## Dokument
------------------------------------
Wie kriegt man es hin, ein kleines Schwein so zu zeichnen, dass es nicht unglaublich niedlich ist? Wie kann es sein, dass ich einen Comic voller niedlicher Tiere lese, und nicht bei jedem Panel vor Verzückung quieke? Indem man ihnen, dem Schwein, den Igelchen, dem Eichhörnchen und auch den weniger herzigen Lebewesen menschliche Züge verleiht. Denn die hässlichsten Gestalten sind, obwohl sie selten als mehr als gesichtslose Statisten dargestellt werden, die Menschen selbst. Ihr Handeln und ihre Werke sprechen für sich. Das Menschliche macht hässlich. Man könnte dies als eine Botschaft des Comics „Arche Neo“ ansehen und das wäre nicht falsch.
------------------------------------
## Was benötigt wird
Kopiere aus dem Text zum Comic „Arche Neo“ wortgetreu den Abschnitt, der mit den Worten beginnt, die „Wie kriegt man“ enthalten, und mit „wäre nicht falsch.“ schließt.
------------------------------------
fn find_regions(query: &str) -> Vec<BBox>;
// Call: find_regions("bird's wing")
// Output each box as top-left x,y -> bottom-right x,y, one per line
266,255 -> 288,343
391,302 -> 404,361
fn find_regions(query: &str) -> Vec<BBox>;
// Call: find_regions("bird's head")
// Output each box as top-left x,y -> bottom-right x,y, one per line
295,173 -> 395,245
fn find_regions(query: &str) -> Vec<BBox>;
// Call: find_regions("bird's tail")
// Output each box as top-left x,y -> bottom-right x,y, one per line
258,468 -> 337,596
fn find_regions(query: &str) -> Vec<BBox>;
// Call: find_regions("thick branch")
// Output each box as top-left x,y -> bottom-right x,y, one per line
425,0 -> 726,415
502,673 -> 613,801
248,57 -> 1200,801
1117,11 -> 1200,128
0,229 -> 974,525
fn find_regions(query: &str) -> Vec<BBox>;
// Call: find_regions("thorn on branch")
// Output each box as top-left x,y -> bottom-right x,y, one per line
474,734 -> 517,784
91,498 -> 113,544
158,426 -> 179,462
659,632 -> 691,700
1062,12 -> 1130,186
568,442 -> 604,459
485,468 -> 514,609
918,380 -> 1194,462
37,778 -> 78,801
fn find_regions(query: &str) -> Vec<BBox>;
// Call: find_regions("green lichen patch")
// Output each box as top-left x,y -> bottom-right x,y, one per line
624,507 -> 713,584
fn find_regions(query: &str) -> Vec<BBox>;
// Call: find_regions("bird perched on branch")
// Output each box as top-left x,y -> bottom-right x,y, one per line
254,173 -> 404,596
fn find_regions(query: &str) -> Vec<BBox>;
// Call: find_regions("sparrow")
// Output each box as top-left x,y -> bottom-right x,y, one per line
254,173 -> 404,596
------------------------------------
## Ausgabe folgt
Wie kriegt man es hin, ein kleines Schwein so zu zeichnen, dass es nicht unglaublich niedlich ist? Wie kann es sein, dass ich einen Comic voller niedlicher Tiere lese, und nicht bei jedem Panel vor Verzückung quieke? Indem man ihnen, dem Schwein, den Igelchen, dem Eichhörnchen und auch den weniger herzigen Lebewesen menschliche Züge verleiht. Denn die hässlichsten Gestalten sind, obwohl sie selten als mehr als gesichtslose Statisten dargestellt werden, die Menschen selbst. Ihr Handeln und ihre Werke sprechen für sich. Das Menschliche macht hässlich. Man könnte dies als eine Botschaft des Comics „Arche Neo“ ansehen und das wäre nicht falsch.